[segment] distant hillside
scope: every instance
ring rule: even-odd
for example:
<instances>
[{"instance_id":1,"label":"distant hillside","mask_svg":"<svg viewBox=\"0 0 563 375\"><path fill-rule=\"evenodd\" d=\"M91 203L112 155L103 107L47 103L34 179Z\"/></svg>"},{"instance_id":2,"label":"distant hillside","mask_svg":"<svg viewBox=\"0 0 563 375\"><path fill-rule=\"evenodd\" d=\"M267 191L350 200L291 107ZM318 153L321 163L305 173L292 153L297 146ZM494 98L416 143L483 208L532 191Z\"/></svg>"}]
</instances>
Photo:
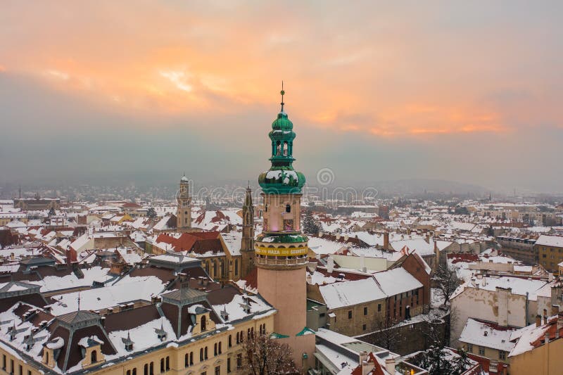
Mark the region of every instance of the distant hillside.
<instances>
[{"instance_id":1,"label":"distant hillside","mask_svg":"<svg viewBox=\"0 0 563 375\"><path fill-rule=\"evenodd\" d=\"M380 193L390 195L411 195L424 193L472 194L482 195L490 191L483 186L455 181L430 179L409 179L395 181L364 182L358 184L363 189L372 186Z\"/></svg>"}]
</instances>

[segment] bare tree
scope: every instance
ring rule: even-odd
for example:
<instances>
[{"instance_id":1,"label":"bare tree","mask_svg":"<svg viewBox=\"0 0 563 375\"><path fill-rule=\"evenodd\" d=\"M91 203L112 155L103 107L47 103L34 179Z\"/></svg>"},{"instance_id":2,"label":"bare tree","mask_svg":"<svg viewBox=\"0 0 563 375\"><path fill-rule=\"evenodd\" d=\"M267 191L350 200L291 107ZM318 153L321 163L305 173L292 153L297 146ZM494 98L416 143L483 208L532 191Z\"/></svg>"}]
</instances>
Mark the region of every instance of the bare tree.
<instances>
[{"instance_id":1,"label":"bare tree","mask_svg":"<svg viewBox=\"0 0 563 375\"><path fill-rule=\"evenodd\" d=\"M447 265L438 267L432 281L437 291L444 298L445 305L449 304L450 297L461 284L455 269L450 269Z\"/></svg>"},{"instance_id":2,"label":"bare tree","mask_svg":"<svg viewBox=\"0 0 563 375\"><path fill-rule=\"evenodd\" d=\"M291 358L289 345L279 339L270 338L267 334L251 336L243 343L246 360L245 374L268 375L275 374L297 374L299 369Z\"/></svg>"}]
</instances>

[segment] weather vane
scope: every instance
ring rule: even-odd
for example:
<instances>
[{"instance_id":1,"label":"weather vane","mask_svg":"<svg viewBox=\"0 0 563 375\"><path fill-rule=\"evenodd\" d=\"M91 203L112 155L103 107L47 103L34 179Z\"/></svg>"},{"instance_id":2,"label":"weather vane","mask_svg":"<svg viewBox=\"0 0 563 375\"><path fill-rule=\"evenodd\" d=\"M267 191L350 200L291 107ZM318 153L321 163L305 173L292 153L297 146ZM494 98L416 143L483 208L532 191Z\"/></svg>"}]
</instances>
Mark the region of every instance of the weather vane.
<instances>
[{"instance_id":1,"label":"weather vane","mask_svg":"<svg viewBox=\"0 0 563 375\"><path fill-rule=\"evenodd\" d=\"M284 81L282 81L282 91L279 91L279 94L282 94L282 112L284 112L284 94L286 91L284 91Z\"/></svg>"}]
</instances>

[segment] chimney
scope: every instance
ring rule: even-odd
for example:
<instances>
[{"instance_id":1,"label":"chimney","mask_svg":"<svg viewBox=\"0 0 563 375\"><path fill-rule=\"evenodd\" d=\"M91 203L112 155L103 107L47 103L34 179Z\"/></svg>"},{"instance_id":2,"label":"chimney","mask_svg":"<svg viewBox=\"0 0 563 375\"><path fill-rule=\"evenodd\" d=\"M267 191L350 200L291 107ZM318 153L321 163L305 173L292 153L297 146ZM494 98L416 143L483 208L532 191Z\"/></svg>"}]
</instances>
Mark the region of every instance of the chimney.
<instances>
[{"instance_id":1,"label":"chimney","mask_svg":"<svg viewBox=\"0 0 563 375\"><path fill-rule=\"evenodd\" d=\"M362 375L367 375L374 369L375 364L368 362L367 352L360 352L360 366L362 367Z\"/></svg>"},{"instance_id":2,"label":"chimney","mask_svg":"<svg viewBox=\"0 0 563 375\"><path fill-rule=\"evenodd\" d=\"M385 360L385 369L389 374L395 374L395 358Z\"/></svg>"},{"instance_id":3,"label":"chimney","mask_svg":"<svg viewBox=\"0 0 563 375\"><path fill-rule=\"evenodd\" d=\"M331 274L334 270L334 258L332 257L329 257L329 261L327 262L327 271L329 274Z\"/></svg>"}]
</instances>

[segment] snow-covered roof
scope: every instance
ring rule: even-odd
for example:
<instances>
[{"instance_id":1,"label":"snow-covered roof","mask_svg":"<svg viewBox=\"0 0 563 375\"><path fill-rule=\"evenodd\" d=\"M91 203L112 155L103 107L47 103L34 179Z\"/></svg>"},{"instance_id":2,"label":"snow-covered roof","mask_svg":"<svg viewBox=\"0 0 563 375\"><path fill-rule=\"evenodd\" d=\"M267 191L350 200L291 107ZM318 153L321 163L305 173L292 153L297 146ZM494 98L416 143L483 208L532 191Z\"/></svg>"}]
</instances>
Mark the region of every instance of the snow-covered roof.
<instances>
[{"instance_id":1,"label":"snow-covered roof","mask_svg":"<svg viewBox=\"0 0 563 375\"><path fill-rule=\"evenodd\" d=\"M516 330L469 318L459 340L468 344L510 352L515 345L510 342L510 335Z\"/></svg>"},{"instance_id":2,"label":"snow-covered roof","mask_svg":"<svg viewBox=\"0 0 563 375\"><path fill-rule=\"evenodd\" d=\"M319 286L329 310L381 300L386 295L372 278Z\"/></svg>"},{"instance_id":3,"label":"snow-covered roof","mask_svg":"<svg viewBox=\"0 0 563 375\"><path fill-rule=\"evenodd\" d=\"M563 248L563 236L542 234L536 241L536 245Z\"/></svg>"}]
</instances>

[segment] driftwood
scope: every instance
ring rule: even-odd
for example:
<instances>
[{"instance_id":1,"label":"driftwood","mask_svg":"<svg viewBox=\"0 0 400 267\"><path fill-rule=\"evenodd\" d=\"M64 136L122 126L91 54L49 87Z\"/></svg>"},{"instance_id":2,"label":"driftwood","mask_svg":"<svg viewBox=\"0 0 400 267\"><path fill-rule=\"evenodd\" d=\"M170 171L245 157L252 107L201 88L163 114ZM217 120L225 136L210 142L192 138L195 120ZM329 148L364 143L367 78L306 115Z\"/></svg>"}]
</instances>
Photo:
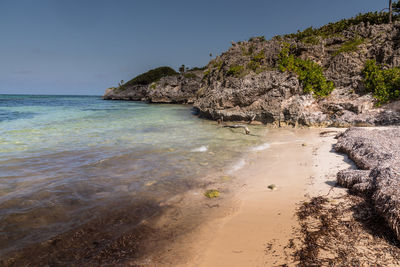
******************************
→ **Stated goal**
Report every line in the rows above that contains the string "tree", copying each such line in full. Case counts.

→ **Full answer**
[segment] bare tree
[{"instance_id":1,"label":"bare tree","mask_svg":"<svg viewBox=\"0 0 563 375\"><path fill-rule=\"evenodd\" d=\"M91 203L112 155L103 107L47 103L34 179Z\"/></svg>"},{"instance_id":2,"label":"bare tree","mask_svg":"<svg viewBox=\"0 0 563 375\"><path fill-rule=\"evenodd\" d=\"M267 191L350 200L291 107ZM318 153L321 163L305 173L292 153L297 146ZM494 98L416 143L483 208L532 191Z\"/></svg>"}]
Mark the region of every instance of the bare tree.
[{"instance_id":1,"label":"bare tree","mask_svg":"<svg viewBox=\"0 0 563 375\"><path fill-rule=\"evenodd\" d=\"M447 265L438 267L432 281L437 291L444 298L445 305L449 304L450 297L461 284L455 269L450 269Z\"/></svg>"},{"instance_id":2,"label":"bare tree","mask_svg":"<svg viewBox=\"0 0 563 375\"><path fill-rule=\"evenodd\" d=\"M291 358L289 345L279 339L270 338L267 334L251 336L243 343L246 360L245 374L268 375L275 374L297 374L299 369Z\"/></svg>"}]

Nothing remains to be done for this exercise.